Given problem: Pick out every line in the rows below that contains the string "points", and copy each such line. Case counts.

begin

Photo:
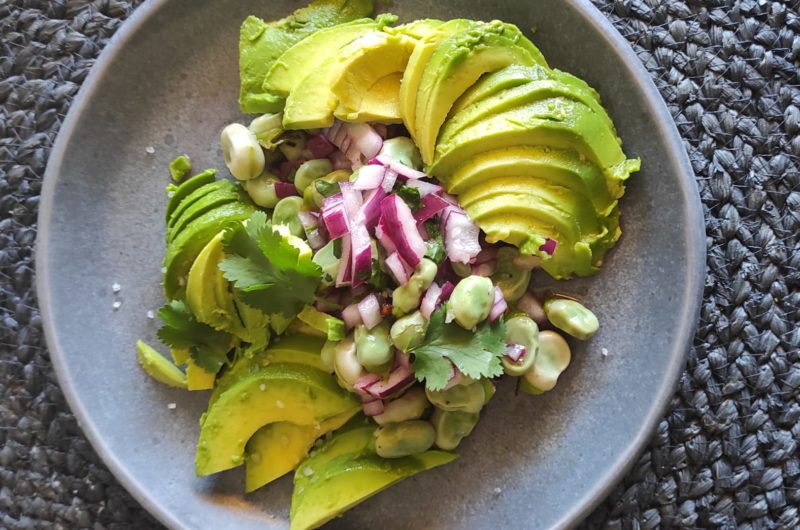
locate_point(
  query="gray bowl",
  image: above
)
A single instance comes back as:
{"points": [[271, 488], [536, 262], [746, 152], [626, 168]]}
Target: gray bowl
{"points": [[166, 85]]}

end

Result of this exercise:
{"points": [[271, 488], [536, 262], [746, 152], [626, 168]]}
{"points": [[166, 85]]}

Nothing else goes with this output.